Problems to solve:
A. Answer these questions about the article on the EU migrant plan, one per line:
(i) How many migrants did European leaders agree to redistribute across the continent?
(ii) Which country abstained?
(iii) According to the BBC, what percentage of those whose applications fail are removed from Europe?
B. Copy word for word the part of the article on the EU migrant plan that opens with the words containing "The plan for" and closes with "Hungary. Finland abstained.".
C. Resume the article on the EU migrant plan and keep writing from its final sentence onward.

Study text:
Tensions flared on Tuesday after European leaders agreed to redistribute 120,000 migrants across the continent. An emergency summit will be held in Brussels, Belgium, Wednesday to discuss details of the plan.
The migrants will arrive in Europe in a 20-day period, according to the U.N. High Commissioner for Refugees, yet the number agreed to exposes the deep division between member countries on how to handle Europe’s worst refugee crisis since World War II.
The plan for each country to take in a certain number of refugees will help countries that have taken in hundreds of thousands of refugees such as Germany, Italy and Greece; but it was opposed by Romania, the Czech Republic, Slovakia and Hungary. Finland abstained.
The political atmosphere at the summit “has become pretty toxic,” the BBC reported. European Council President Donald Tusk urged leaders to focus on policies that will help each other, rather than blaming member nations.
“We will soon realize that the emperor has no clothes. Common sense lost today,” Czech Interior Minister Milan Chovanec tweeted after the Brussels meeting Tuesday. His government warned the quota schemes were unworkable, Sky News reported.
Slovak Prime Minister Robert Fico said “as long as I am prime minister,” Slovakia will not implement a quota, reported Sky News. On Wednesday, Slovakia announced it will mount a legal challenge to the quota, according to the BBC.
The Tuesday resettlement plan was agreed to by a majority vote of EU interior ministers, rather than unanimous approval, “a rare move for an issue involving national sovereignty,” the BBC reported.
The Wednesday agenda for European leaders includes discussions of how to strengthen Europe’s external borders, and how to return people whose refugee applications fail. Across Europe, only 40 percent of those whose applications fail are booted from Europe, the BBC reported.

Data block:

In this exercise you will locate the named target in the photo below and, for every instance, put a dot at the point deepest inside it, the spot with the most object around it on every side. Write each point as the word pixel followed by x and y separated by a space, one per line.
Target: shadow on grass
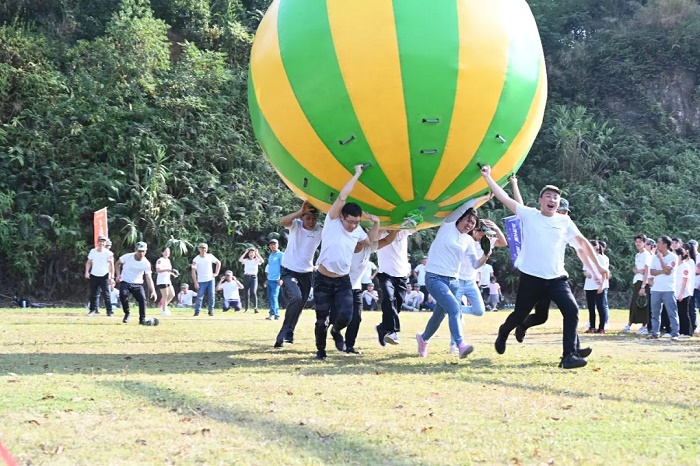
pixel 320 446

Your responses:
A.
(i) 120,000
(ii) Finland
(iii) 40 percent

B.
The plan for each country to take in a certain number of refugees will help countries that have taken in hundreds of thousands of refugees such as Germany, Italy and Greece; but it was opposed by Romania, the Czech Republic, Slovakia and Hungary. Finland abstained.

C.
Leaders also plan to discuss how to tackle the refugee crisis at its root, particularly Syria, which has more than 5 million displaced people. Just one-third of the $8 billion pledged for refugee relief in Turkey, Lebanon and Jordan has reached aid agencies there, the BBC reports, and leaders plan to discuss Wednesday whether the governments of the countries closest to the Syrian crisis can be funded to do this work directly. There is also some talk of discussing whether Syria’s civil war can be ended politically, reports the BBC.
Almost half a million people have entered Europe this year, fleeing wars and persecution in the Middle East and Africa. Thousands have drowned in perilous and dangerous attempts to cross the Mediterranean, and many are taken advantage of by human smugglers.
The European Commission President, Jean-Claude Juncker, has floated the idea of an EU coast guard, because the Mediterranean is one of the major entry pathways for refugees.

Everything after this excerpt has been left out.